--- DATA PROVIDED Enclosed Below ---

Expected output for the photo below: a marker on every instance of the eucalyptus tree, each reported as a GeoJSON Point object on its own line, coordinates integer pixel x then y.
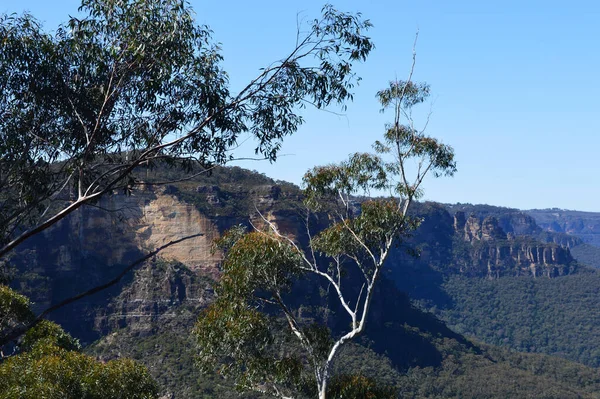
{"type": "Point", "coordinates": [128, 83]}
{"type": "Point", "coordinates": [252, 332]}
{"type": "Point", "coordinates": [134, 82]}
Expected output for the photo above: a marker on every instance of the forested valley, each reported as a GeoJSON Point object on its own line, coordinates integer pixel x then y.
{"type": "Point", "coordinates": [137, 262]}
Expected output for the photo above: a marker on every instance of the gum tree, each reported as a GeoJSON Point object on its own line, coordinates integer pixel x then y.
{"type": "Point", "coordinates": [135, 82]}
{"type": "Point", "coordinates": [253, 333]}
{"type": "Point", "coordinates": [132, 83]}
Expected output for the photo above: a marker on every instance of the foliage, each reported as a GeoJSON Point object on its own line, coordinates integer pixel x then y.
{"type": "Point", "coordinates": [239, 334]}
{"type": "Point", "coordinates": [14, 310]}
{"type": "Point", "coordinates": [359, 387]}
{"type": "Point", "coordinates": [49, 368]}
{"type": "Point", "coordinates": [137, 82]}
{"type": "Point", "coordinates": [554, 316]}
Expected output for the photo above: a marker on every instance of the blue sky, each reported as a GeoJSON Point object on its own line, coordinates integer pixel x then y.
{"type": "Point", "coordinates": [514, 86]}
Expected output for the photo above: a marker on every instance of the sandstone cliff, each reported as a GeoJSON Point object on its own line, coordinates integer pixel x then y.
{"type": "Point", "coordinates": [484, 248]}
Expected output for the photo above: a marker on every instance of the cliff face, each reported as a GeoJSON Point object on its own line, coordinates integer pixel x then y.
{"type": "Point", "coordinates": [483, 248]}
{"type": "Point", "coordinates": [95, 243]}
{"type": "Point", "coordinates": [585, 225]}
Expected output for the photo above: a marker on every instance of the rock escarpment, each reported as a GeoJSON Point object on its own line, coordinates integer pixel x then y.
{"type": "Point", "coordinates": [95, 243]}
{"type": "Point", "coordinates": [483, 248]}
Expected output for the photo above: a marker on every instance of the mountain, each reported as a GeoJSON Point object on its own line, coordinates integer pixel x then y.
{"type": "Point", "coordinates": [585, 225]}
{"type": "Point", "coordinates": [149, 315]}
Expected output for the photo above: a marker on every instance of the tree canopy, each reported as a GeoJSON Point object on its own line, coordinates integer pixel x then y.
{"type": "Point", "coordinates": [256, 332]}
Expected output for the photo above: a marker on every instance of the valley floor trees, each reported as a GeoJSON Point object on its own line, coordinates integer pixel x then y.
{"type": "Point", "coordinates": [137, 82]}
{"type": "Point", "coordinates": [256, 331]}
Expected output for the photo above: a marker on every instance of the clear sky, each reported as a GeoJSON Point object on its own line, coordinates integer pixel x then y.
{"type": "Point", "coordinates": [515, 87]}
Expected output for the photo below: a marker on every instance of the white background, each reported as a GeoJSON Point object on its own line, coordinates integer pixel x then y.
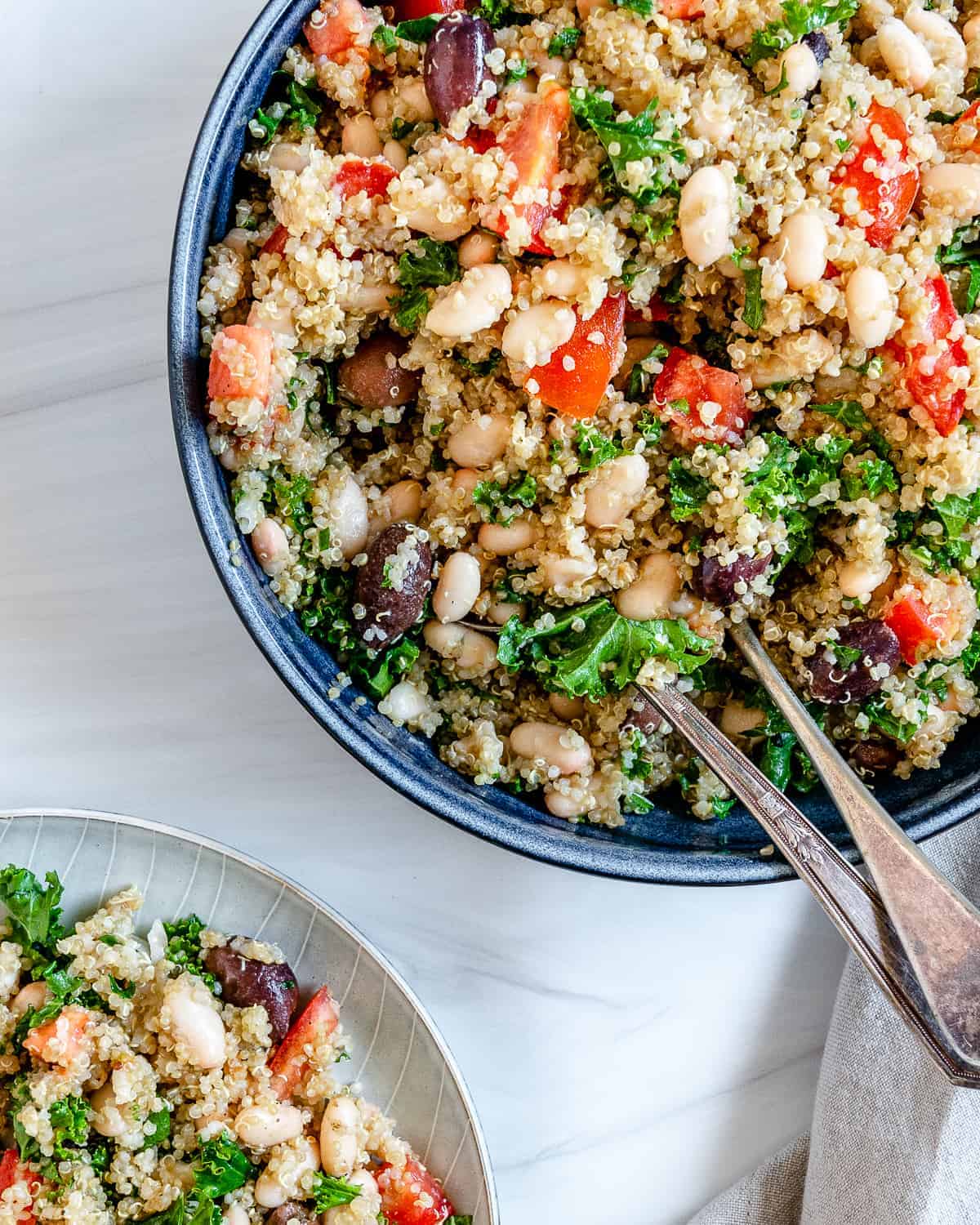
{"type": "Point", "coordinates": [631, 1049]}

--- End of Enclosed DATA PROVIDED ---

**YOUR ASSIGNMENT:**
Each entry needs to be returned verbatim, with its pictures left out.

**SOLUTION TO THIS EXERCISE:**
Expected output for the photo below: a marker on every instance of the eucalyptus tree, each reported as a GeoJSON Point object on its own line, coordinates integer pixel x then y.
{"type": "Point", "coordinates": [128, 83]}
{"type": "Point", "coordinates": [252, 332]}
{"type": "Point", "coordinates": [134, 82]}
Expected output for the photo above: a marker on every instance of the forested valley, each reported as a GeoJSON Point object on its own line, coordinates integer pixel x then y.
{"type": "Point", "coordinates": [137, 262]}
Expected output for the photo above: a marker on every instance of the gum tree, each reported as a GeoJSON Point object on its own line, coordinates integer pixel x then y.
{"type": "Point", "coordinates": [135, 82]}
{"type": "Point", "coordinates": [253, 333]}
{"type": "Point", "coordinates": [132, 83]}
Expected output for the photo above: a marker on every instance of the foliage, each reported as a GeoJSON Point object on its own line, coordinates integer pixel x then y.
{"type": "Point", "coordinates": [239, 334]}
{"type": "Point", "coordinates": [14, 310]}
{"type": "Point", "coordinates": [359, 387]}
{"type": "Point", "coordinates": [49, 368]}
{"type": "Point", "coordinates": [137, 82]}
{"type": "Point", "coordinates": [554, 316]}
Expected output for the photo above: a marker on every instance of the blue sky, each reported as a GeoJSON Point object on its own line, coordinates integer pixel x then y.
{"type": "Point", "coordinates": [514, 86]}
Expected output for the photo above: a marker on every instance of the sandstone cliff, each reported as a GeoJSON Point object on its own line, coordinates integer pixel x then y.
{"type": "Point", "coordinates": [484, 248]}
Expected output for the photo above: a marker on every instance of the cliff face, each reported as a GeoJSON Point object on its own line, coordinates integer pixel x then y.
{"type": "Point", "coordinates": [483, 248]}
{"type": "Point", "coordinates": [95, 243]}
{"type": "Point", "coordinates": [585, 225]}
Expected output for the photo above: a marker on every instance of the rock escarpment, each reported as a GeoJSON Point object on its own line, coordinates integer pixel x then y.
{"type": "Point", "coordinates": [95, 243]}
{"type": "Point", "coordinates": [483, 248]}
Expected output for the photo above: a marker on every instance of the mountain, each reported as a GeoJSON Point object on its own line, coordinates integer pixel x then y.
{"type": "Point", "coordinates": [585, 225]}
{"type": "Point", "coordinates": [149, 315]}
Expected output for the photo above: a marker on every instance of the tree canopy, each reported as a GeoJSON Point object on its own line, coordinates integer pixel x then y.
{"type": "Point", "coordinates": [256, 332]}
Expected output for the photo above: a marker on every instance of the valley floor trees, each reported as a GeoJSON Point object on its own line, coordinates integer pixel x then y.
{"type": "Point", "coordinates": [137, 82]}
{"type": "Point", "coordinates": [256, 331]}
Expected output for the photo above: a marker on every instance of the clear sky, each reported as a GeoJSON Point object on its own line, coordinates integer pixel x then y.
{"type": "Point", "coordinates": [515, 87]}
Expected output for the photo below: a marker on every instance of the white background, each reported as a GeoJSON Point object on its own line, coordinates integer pixel x then y.
{"type": "Point", "coordinates": [631, 1049]}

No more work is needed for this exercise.